▶ [Some records]:
======

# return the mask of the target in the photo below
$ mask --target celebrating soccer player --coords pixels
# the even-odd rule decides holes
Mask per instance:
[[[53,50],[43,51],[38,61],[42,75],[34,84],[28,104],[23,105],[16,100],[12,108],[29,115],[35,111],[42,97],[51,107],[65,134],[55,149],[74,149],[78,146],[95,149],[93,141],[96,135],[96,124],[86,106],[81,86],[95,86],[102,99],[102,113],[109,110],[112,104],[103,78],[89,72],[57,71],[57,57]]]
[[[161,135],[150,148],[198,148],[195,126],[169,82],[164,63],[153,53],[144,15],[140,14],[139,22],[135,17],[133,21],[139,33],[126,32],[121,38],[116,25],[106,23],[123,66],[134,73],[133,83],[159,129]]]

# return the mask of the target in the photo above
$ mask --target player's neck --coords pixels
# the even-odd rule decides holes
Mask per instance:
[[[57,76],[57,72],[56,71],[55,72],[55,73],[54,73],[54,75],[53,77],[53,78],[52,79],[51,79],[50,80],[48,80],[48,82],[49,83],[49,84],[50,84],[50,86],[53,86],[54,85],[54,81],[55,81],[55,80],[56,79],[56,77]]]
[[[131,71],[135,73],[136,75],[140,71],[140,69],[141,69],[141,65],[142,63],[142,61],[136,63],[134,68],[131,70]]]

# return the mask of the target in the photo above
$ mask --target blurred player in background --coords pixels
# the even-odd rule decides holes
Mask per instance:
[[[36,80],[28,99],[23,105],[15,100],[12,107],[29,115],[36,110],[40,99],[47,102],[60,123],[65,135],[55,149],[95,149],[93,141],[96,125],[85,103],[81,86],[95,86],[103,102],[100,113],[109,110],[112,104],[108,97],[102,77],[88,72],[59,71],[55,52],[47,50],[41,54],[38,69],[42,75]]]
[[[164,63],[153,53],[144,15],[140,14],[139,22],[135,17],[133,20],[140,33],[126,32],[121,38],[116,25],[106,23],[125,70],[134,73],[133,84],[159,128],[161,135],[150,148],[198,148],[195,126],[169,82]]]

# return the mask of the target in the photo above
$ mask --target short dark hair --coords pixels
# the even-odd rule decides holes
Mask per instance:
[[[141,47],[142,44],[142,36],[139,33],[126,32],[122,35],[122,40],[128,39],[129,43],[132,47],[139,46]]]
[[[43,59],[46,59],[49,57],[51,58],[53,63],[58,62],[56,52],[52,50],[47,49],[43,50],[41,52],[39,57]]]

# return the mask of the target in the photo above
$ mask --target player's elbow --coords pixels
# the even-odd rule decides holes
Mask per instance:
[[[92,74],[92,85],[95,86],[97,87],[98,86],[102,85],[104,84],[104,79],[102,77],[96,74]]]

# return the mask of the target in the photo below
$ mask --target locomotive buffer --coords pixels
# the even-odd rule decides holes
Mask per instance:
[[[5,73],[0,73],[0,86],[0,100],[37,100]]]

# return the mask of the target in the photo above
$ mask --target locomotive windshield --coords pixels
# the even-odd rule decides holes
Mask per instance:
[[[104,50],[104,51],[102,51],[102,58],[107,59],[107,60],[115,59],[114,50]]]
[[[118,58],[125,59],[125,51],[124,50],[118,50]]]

======

Copy the material above verbatim.

# return the mask of the target in the photo below
$ mask --target celebrating soccer player --coords pixels
# the even-odd rule decides holes
Mask per instance:
[[[53,50],[43,51],[38,61],[42,75],[34,84],[28,104],[23,105],[16,100],[12,108],[29,115],[35,111],[42,97],[51,107],[65,134],[55,149],[74,149],[78,146],[95,149],[93,141],[96,135],[96,124],[86,106],[81,86],[95,86],[102,99],[102,113],[109,110],[112,104],[103,78],[89,72],[57,71],[57,57]]]
[[[161,135],[150,148],[198,148],[195,126],[169,82],[164,63],[153,53],[144,15],[140,14],[139,22],[135,17],[133,21],[139,33],[126,32],[121,38],[116,25],[106,23],[123,66],[134,73],[133,83],[159,129]]]

# return the mask of the target in the photo above
$ mask --target player's neck --coords pixels
# the even-odd rule decides holes
Mask per instance:
[[[57,76],[57,72],[56,71],[55,72],[55,73],[54,73],[54,75],[53,77],[53,78],[52,79],[51,79],[50,80],[48,80],[48,82],[49,83],[49,84],[50,84],[50,86],[53,86],[54,85],[54,81],[55,81],[55,80],[56,79],[56,77]]]
[[[131,71],[135,73],[136,75],[140,71],[140,69],[141,69],[141,65],[142,63],[142,61],[136,63],[134,68],[131,70]]]

# return the mask of the target in the photo above
$ mask --target blurred player in background --coords pixels
# the even-odd rule decides holes
Mask per instance:
[[[36,80],[28,99],[23,105],[15,100],[12,107],[29,115],[36,110],[40,99],[47,102],[60,123],[65,135],[55,149],[95,149],[93,141],[96,125],[85,103],[81,86],[95,86],[103,102],[100,113],[109,110],[112,104],[108,97],[102,77],[88,72],[59,71],[55,52],[47,50],[41,54],[38,69],[42,75]]]
[[[164,63],[153,53],[144,15],[140,14],[139,22],[135,17],[133,20],[140,33],[126,32],[121,38],[116,25],[106,23],[125,70],[134,73],[133,84],[159,128],[161,135],[150,148],[198,148],[195,126],[169,82]]]

# return the mask of the target in the photo above
$ mask --target short dark hair --coords pixels
# the even-odd rule decides holes
Mask per instance:
[[[141,47],[142,44],[142,36],[139,33],[126,32],[122,35],[122,40],[128,39],[129,43],[132,47],[139,46]]]
[[[43,59],[46,59],[49,57],[51,58],[53,63],[58,62],[56,52],[52,50],[47,49],[43,50],[41,52],[39,57]]]

# return the mask of the target in the photo above
$ mask --target player's elbow --coords pixels
# the even-odd rule decides holes
Mask per instance:
[[[92,74],[92,85],[95,86],[97,87],[98,86],[102,85],[104,84],[104,79],[102,77],[96,74]]]

# return the mask of the target in the photo below
$ mask --target locomotive buffer --coords pixels
# the even-odd rule decides holes
Mask per instance:
[[[5,73],[0,73],[0,86],[0,100],[37,100]]]

# return the mask of the target in the photo above
$ mask --target locomotive windshield --coords pixels
# the even-odd rule decides holes
Mask per instance:
[[[104,50],[104,51],[102,51],[102,58],[107,59],[107,60],[115,59],[114,50]]]
[[[118,58],[125,59],[125,51],[124,50],[118,50]]]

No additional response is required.